* **Required work**
The entries must be repeated verbatim, and their images left out.

======== Provided information

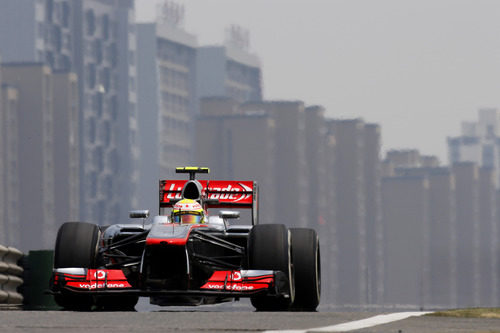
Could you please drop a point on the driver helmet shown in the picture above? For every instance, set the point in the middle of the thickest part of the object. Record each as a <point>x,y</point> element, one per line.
<point>187,211</point>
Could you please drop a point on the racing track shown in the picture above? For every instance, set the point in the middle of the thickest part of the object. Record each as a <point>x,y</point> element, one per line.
<point>224,318</point>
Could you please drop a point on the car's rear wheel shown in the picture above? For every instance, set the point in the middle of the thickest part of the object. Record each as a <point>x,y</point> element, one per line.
<point>307,268</point>
<point>76,246</point>
<point>269,249</point>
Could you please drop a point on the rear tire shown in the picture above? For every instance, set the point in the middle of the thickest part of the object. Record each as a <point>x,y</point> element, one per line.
<point>307,268</point>
<point>269,249</point>
<point>76,246</point>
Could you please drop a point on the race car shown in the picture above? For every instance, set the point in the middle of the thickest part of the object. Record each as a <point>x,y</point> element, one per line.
<point>185,256</point>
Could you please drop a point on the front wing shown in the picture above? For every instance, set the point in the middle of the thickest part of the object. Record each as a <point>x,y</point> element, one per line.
<point>236,283</point>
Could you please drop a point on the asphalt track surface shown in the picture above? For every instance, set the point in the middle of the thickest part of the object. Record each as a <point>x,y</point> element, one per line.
<point>224,318</point>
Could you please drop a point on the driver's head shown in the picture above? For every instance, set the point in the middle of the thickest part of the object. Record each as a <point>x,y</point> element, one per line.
<point>188,211</point>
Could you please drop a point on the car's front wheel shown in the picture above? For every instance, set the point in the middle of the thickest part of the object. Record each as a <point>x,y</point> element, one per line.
<point>307,267</point>
<point>269,249</point>
<point>76,246</point>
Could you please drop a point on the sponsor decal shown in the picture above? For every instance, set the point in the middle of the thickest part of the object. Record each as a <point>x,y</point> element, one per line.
<point>230,192</point>
<point>233,287</point>
<point>227,191</point>
<point>101,285</point>
<point>238,281</point>
<point>100,275</point>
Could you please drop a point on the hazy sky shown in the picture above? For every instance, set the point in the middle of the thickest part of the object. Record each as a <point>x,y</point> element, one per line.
<point>416,67</point>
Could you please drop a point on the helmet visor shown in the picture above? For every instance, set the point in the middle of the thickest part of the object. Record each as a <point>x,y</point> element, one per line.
<point>190,217</point>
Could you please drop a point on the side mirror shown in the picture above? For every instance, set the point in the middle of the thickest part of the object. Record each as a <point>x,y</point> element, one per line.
<point>139,214</point>
<point>229,214</point>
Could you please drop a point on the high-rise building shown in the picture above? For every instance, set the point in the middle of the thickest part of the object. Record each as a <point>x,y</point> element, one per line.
<point>350,224</point>
<point>166,76</point>
<point>327,230</point>
<point>96,40</point>
<point>239,144</point>
<point>374,233</point>
<point>9,216</point>
<point>38,31</point>
<point>66,147</point>
<point>316,165</point>
<point>440,265</point>
<point>228,71</point>
<point>35,153</point>
<point>488,248</point>
<point>479,141</point>
<point>290,169</point>
<point>467,201</point>
<point>104,59</point>
<point>405,219</point>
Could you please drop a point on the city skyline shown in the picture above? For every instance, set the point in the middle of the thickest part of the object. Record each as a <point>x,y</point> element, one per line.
<point>406,65</point>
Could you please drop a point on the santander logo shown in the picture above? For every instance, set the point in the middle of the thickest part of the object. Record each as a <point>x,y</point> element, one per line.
<point>230,193</point>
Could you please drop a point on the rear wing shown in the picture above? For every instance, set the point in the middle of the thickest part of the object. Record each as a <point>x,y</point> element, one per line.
<point>214,194</point>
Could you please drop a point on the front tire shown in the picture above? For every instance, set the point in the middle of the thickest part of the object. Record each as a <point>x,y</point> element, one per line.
<point>76,246</point>
<point>307,267</point>
<point>269,249</point>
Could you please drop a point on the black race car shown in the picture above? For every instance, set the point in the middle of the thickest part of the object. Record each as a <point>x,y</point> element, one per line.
<point>173,263</point>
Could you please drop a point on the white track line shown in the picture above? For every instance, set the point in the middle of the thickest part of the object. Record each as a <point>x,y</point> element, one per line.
<point>358,324</point>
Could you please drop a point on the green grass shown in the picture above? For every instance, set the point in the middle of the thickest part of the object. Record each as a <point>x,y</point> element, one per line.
<point>469,313</point>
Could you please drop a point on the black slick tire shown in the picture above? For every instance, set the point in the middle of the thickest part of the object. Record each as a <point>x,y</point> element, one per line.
<point>269,249</point>
<point>307,268</point>
<point>76,246</point>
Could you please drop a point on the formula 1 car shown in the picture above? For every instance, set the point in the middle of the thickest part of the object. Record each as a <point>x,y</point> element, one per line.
<point>175,263</point>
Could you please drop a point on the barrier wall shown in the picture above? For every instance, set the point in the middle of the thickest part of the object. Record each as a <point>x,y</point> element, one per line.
<point>11,276</point>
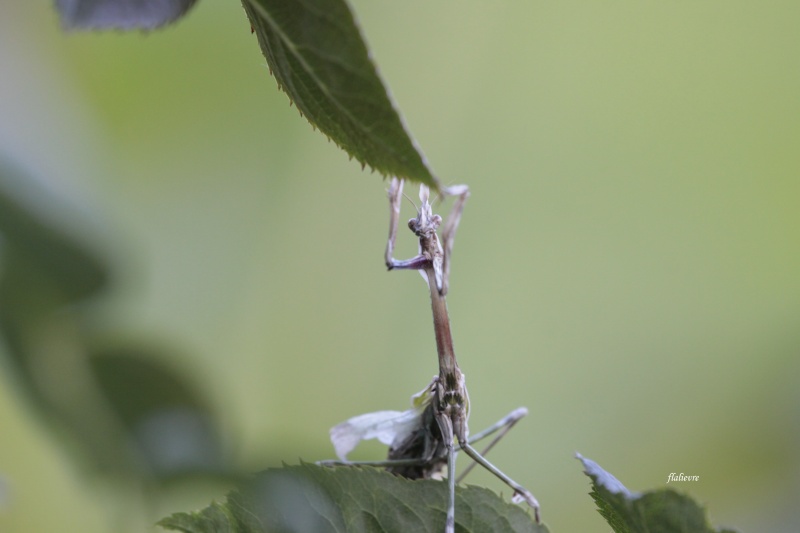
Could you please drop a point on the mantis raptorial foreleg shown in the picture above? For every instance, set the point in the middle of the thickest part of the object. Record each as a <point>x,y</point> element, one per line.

================

* **Exercise output**
Could you please drop a point on the driver helmet shown in the picture above? For every instance, set the point in the middle of the thickest part of the object. Record each as a <point>x,y</point> element, one per line.
<point>187,211</point>
Could you please drop a point on the racing track shown in the picture above? For every instance, set the point in the middle of the thickest part of the object. Record each as a <point>x,y</point> element, one per line.
<point>224,318</point>
Could you please drop a point on the car's rear wheel shown in the picture above? For every instance, set the point in the middle of the thickest part of the object. Record each as a <point>x,y</point> element, one per line.
<point>307,268</point>
<point>76,246</point>
<point>269,249</point>
Could you please drop a point on the rear tire shown in the picture above? For every instance, set the point in the middle of the thickest part of the object. Record each as a <point>x,y</point> element, one per line.
<point>307,268</point>
<point>269,249</point>
<point>76,246</point>
Could you please drop a point on the race car shown in the picture above? For every instance, set the point in the middle of the thickest part of the object. Record each as a <point>x,y</point> element, one per line.
<point>185,256</point>
Could you please drop a point on the front wing shown in the picture above? For every instance, set the point in the middle of the thickest part of the object. Record each as a <point>x,y</point> element, one per line.
<point>236,283</point>
Could you please drop a point on the asphalt track surface shown in the picture above? For every instance, set the point in the middle of the thickest part of the object. Record each as a <point>x,y</point> element, one per line.
<point>224,318</point>
Could you please drop a point on the driver's head shown in the picture above? For every instance, set the point in the middle of the thickest part of the object. Record each as a <point>x,y</point> element, one per line.
<point>188,211</point>
Could you please drop a point on the car's front wheel shown in the picture above? For every instance, set the point in the middle of the thickest part of the object. Record each as a <point>x,y</point> element, one per line.
<point>307,267</point>
<point>269,249</point>
<point>76,246</point>
Could you please drop a point on the sponsor decal shown in the picture above? For every instance, set the point in the middle of the thickest part of the object. Record each as a <point>x,y</point> element, one per line.
<point>230,192</point>
<point>233,287</point>
<point>227,191</point>
<point>101,285</point>
<point>238,281</point>
<point>100,275</point>
Could you please drop a point on the hazy sky shown in the picture above? For every instance, set the point in the middle of the thickest part of the object. Record each as a <point>x,y</point> element, one per line.
<point>416,67</point>
Could you please drop a point on the helmet visor shown in the picture above? For every instance, set the point in the middle of the thickest part of the object. Record each as a <point>x,y</point> element, one per line.
<point>190,217</point>
Could you please drop a point on the side mirror shown in the picture above? For every instance, set the point in the middle of the thickest part of the object. Record each as a <point>x,y</point> element, one per line.
<point>139,214</point>
<point>229,214</point>
Could you please drop a point on the high-rise building shown in the picture above? For every instance, set the point in the middle of the thickest part of the object. Record each as a <point>x,y</point> element, one per line.
<point>350,224</point>
<point>166,76</point>
<point>327,230</point>
<point>96,40</point>
<point>239,144</point>
<point>374,233</point>
<point>9,216</point>
<point>38,31</point>
<point>66,147</point>
<point>316,165</point>
<point>440,265</point>
<point>228,71</point>
<point>35,153</point>
<point>488,248</point>
<point>479,141</point>
<point>290,169</point>
<point>467,201</point>
<point>104,59</point>
<point>405,219</point>
Could you please drop a point on the city skyline shown in the picture above? For every instance, set the point in the middle of the thickest part of the object. Record each as a <point>x,y</point> element, one per line.
<point>406,65</point>
Could you please drop a point on the santander logo shown in the picture above? For every instance, set the point in the middle of the thickest part of the object. Record each as a <point>x,y</point> element, one per line.
<point>230,193</point>
Could you please drop a point on the rear wing shown in the picture above? For every instance, set the point in the middle of the thickest part of the object. Record each as a <point>x,y</point> element, one per line.
<point>214,194</point>
Could you please drop a point on the front tire shown in the picture above? For every instance, set the point in the middle of the thickest part of the object. Record each as a <point>x,y</point> element, one per line.
<point>76,246</point>
<point>307,267</point>
<point>269,249</point>
Could you please drop a point on the black race car shown in the picture above? For every instance, set the point in the middle of the thickest part of the object. Record each as a <point>x,y</point> element, one per line.
<point>173,263</point>
Could you please drop a point on the white track line shown in the picture above? For every instance, set the point in the middle of the thickest part of the object. Record each as a <point>x,y</point> element, one per line.
<point>358,324</point>
Could you please drop a point on the green grass shown in the picture above? For every instance, set the point in the middle of the thickest part of the object. Record each as a <point>x,y</point> element, one per line.
<point>469,313</point>
Could you please drop a point on the black slick tire shown in the picture above? For every instance, set the point in the middle of the thickest part of the object. Record each as a <point>x,y</point> element, one per line.
<point>269,249</point>
<point>307,268</point>
<point>76,246</point>
Could you please drop a point on the formula 1 car shown in the picture above? For every instance, set the point in the middle of the thickest part of the object. Record each as a <point>x,y</point> element, one per line.
<point>175,263</point>
Could you please drop a point on the barrier wall shown in the picture above? For every instance, set the point in the middle of the thickest part of the object. Record each as a <point>x,y</point> element, one per line.
<point>11,276</point>
Could you please drop a point on the mantis raptorial foreleg shown in the picture above? For every instance, set the point in the middle of the thickest part of the object. Record each as a <point>x,y</point> element, one per line.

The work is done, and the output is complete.